• Short problem
In the listing below, find the line containing "Target: bokeh background". Write out that line and every line after it to the end, exactly and only those.

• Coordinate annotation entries
** Start **

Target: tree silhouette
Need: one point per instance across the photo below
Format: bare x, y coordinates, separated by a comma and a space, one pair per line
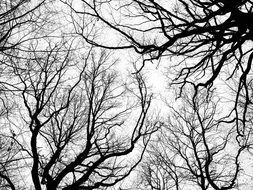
194, 150
73, 124
211, 39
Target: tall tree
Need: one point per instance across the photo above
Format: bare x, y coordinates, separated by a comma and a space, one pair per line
73, 126
211, 39
196, 149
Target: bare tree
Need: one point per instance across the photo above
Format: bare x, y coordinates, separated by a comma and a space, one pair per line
211, 39
196, 149
74, 126
16, 16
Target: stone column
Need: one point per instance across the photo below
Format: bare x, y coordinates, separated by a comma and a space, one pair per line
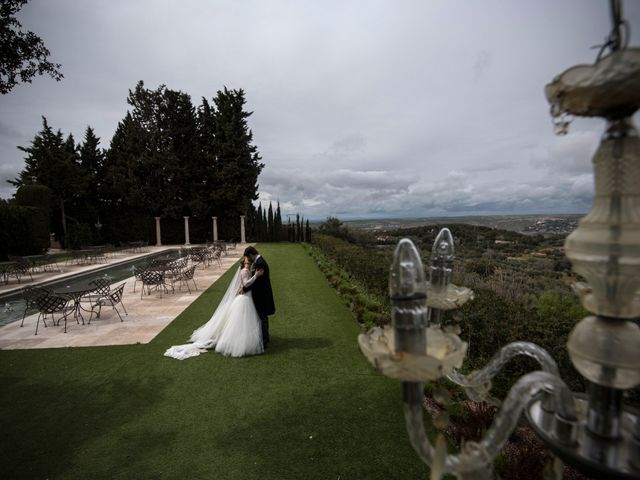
186, 231
158, 242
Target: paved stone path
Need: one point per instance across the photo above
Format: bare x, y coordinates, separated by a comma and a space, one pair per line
146, 317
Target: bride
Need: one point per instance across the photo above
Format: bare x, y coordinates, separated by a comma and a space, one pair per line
234, 328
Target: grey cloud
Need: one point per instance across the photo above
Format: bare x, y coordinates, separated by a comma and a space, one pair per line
361, 107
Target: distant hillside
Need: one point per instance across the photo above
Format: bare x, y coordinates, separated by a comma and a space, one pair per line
528, 224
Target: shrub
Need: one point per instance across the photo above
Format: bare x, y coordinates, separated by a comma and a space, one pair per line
370, 319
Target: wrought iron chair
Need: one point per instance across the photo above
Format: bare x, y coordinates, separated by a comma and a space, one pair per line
152, 279
113, 298
31, 295
185, 276
137, 273
51, 304
22, 267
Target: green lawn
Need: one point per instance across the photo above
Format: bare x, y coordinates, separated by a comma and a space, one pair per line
311, 407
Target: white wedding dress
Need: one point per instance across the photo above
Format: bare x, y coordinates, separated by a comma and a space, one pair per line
234, 328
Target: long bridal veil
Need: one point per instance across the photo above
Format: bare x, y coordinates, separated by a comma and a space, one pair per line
206, 336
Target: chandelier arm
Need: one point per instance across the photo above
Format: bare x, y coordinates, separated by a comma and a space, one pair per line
523, 391
478, 383
478, 456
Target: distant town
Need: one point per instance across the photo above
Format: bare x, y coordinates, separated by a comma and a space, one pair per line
562, 224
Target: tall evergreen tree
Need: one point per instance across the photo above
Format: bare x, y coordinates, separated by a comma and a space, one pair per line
278, 222
270, 224
260, 226
51, 161
24, 54
237, 159
91, 158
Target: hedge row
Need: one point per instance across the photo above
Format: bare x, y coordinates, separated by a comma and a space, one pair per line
369, 309
368, 266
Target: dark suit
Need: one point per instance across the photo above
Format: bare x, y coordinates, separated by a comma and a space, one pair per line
262, 297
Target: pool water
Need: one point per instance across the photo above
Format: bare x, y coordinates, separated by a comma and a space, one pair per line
12, 305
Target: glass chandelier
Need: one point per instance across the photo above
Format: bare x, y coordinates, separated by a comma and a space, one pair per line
595, 432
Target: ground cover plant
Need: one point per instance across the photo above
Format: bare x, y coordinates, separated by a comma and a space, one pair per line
312, 407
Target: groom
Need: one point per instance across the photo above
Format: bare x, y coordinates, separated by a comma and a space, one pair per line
262, 293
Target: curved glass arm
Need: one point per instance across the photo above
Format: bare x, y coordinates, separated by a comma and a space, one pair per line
478, 383
476, 459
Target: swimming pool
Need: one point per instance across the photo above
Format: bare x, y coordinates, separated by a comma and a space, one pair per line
12, 304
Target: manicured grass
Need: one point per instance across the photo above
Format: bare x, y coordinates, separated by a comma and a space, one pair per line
310, 408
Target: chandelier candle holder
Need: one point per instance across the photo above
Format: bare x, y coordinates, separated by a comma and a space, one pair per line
596, 432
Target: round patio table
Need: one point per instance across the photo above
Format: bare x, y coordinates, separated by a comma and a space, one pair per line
75, 291
5, 270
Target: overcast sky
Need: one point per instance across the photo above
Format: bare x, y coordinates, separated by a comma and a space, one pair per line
362, 108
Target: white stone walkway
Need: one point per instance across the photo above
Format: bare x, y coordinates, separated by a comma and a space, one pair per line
147, 316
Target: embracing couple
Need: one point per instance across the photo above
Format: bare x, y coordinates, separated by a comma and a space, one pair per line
240, 324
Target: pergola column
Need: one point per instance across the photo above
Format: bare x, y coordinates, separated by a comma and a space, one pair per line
186, 231
158, 242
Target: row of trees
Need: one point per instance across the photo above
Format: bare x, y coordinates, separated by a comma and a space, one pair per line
265, 225
167, 158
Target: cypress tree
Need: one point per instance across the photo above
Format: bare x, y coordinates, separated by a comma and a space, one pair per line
278, 223
270, 225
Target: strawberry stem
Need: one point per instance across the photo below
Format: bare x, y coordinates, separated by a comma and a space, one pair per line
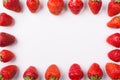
28, 78
117, 1
53, 78
1, 78
94, 78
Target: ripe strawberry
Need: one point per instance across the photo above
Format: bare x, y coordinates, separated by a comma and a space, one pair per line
55, 6
5, 19
114, 55
114, 22
6, 39
95, 72
52, 73
13, 5
8, 72
75, 72
6, 55
95, 6
113, 7
33, 5
114, 40
31, 73
75, 6
113, 70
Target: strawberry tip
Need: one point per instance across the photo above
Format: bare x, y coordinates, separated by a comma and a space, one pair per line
94, 78
117, 1
1, 78
28, 78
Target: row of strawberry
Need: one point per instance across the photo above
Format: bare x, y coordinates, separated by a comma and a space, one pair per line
114, 39
75, 6
53, 72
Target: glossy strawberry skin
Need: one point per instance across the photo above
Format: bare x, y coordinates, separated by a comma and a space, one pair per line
113, 70
114, 22
113, 8
114, 55
55, 6
8, 72
5, 19
30, 73
75, 72
13, 5
52, 73
6, 39
33, 5
6, 55
95, 6
75, 6
95, 72
114, 40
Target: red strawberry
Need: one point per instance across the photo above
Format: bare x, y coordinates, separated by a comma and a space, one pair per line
113, 70
31, 73
52, 73
95, 6
114, 22
55, 6
6, 55
13, 5
8, 72
75, 72
95, 72
114, 40
33, 5
5, 19
114, 55
6, 39
75, 6
113, 7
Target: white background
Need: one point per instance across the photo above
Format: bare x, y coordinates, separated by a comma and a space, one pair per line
44, 39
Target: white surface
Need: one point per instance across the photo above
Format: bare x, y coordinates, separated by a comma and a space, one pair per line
44, 39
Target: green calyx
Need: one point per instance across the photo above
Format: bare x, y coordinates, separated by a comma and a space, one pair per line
28, 78
96, 0
53, 78
1, 78
94, 78
117, 1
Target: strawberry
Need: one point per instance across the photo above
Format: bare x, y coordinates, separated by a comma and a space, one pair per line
6, 55
114, 55
95, 72
31, 73
113, 70
55, 6
33, 5
5, 19
114, 22
75, 6
113, 7
8, 72
114, 40
52, 73
95, 6
6, 39
75, 72
13, 5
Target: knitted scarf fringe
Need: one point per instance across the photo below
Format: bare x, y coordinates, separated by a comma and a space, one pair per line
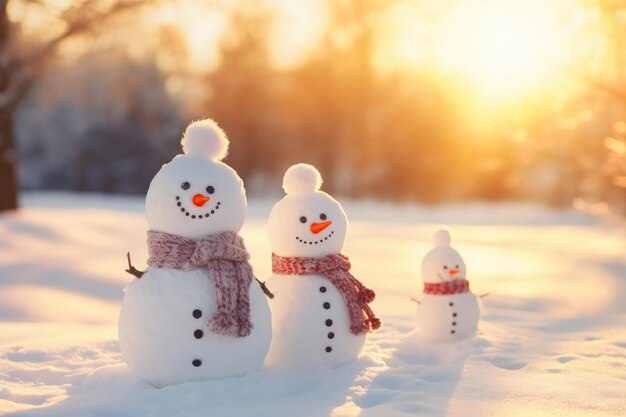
227, 259
335, 268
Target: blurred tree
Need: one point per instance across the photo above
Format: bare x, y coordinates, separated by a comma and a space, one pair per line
105, 123
242, 93
24, 59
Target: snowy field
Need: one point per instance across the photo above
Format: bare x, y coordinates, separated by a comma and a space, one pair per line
552, 340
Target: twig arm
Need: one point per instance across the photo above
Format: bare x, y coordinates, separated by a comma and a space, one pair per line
131, 269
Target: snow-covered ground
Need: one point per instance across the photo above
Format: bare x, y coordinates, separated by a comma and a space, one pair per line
552, 340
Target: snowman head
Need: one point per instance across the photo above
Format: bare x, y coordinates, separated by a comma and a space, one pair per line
307, 222
442, 263
195, 194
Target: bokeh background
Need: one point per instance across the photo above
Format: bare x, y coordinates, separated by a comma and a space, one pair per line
428, 101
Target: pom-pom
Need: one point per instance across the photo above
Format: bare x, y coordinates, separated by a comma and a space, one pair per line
441, 237
206, 139
302, 178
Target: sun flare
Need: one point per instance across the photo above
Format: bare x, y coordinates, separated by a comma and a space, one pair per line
500, 49
504, 48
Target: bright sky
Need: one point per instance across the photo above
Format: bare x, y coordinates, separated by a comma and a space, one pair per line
500, 50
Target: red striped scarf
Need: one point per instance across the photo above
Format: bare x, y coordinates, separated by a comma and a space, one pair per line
335, 268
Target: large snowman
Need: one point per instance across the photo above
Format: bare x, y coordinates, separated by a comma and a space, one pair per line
320, 312
448, 310
196, 312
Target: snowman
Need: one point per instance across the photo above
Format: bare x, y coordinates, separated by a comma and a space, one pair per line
196, 312
448, 310
320, 313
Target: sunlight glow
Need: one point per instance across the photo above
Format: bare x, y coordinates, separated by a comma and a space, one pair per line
503, 47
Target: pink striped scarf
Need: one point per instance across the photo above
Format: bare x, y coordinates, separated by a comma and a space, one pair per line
456, 286
227, 259
335, 268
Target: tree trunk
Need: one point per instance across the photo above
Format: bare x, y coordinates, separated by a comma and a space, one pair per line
8, 163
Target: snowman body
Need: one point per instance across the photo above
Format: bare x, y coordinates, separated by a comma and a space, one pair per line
448, 317
163, 329
310, 323
310, 320
452, 312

** End **

• Full output
Target: bokeh background
Need: one point per instance across the photo above
Format: bare x, y coordinates, separated by a comma and a space, one pair per line
428, 101
Target: pom-pom
Need: one point per instance across the photo above
Format: bare x, y coordinates, separated by a comma and a space, one pair per line
441, 237
206, 139
302, 178
Target: sun flare
Need: one point per instance across the photo above
Format: bare x, y coordinates, separated by a comma and a space, one pair per line
500, 49
504, 48
Target: bright sky
Need: one point per instance across the photo above
Format: bare x, y coordinates, separated by a comma and a space, one pair per line
500, 50
Target: red striped scarf
Need: one point per instance across the photo above
Format: bare x, y coordinates, separated by a comma and a space, one pair per line
335, 268
Target: large snowman
Need: one point per instance across the photo above
Format: bare x, y coordinates, separated by a comma and a space, one pair per line
320, 312
448, 310
196, 312
Target: snowman
Need: one point per instance across the photo above
Format: bare x, y coordinates, separated by a comma and a space, one pair per line
196, 312
448, 310
320, 313
Target: sunlight glow
Need: one point per instance across the photo above
Format: bare x, y coordinates, separated by a comma and a space, one pair per line
503, 47
Target: pink striped scarf
Need: one point per instance across the photo above
Format: bare x, y coordinates, separated by a comma and a space, one pair per line
456, 286
227, 259
335, 268
Target: tree trunk
Need: one point per instance across the photo above
Format: bare x, y coordinates, separated by a comma and a space, one pair per line
8, 163
Target: snowman body
Need: one point per instance across the photo above
Format: bare x, y coordinates, separated by a comma and a space, one pair per line
448, 317
163, 329
310, 323
310, 320
452, 312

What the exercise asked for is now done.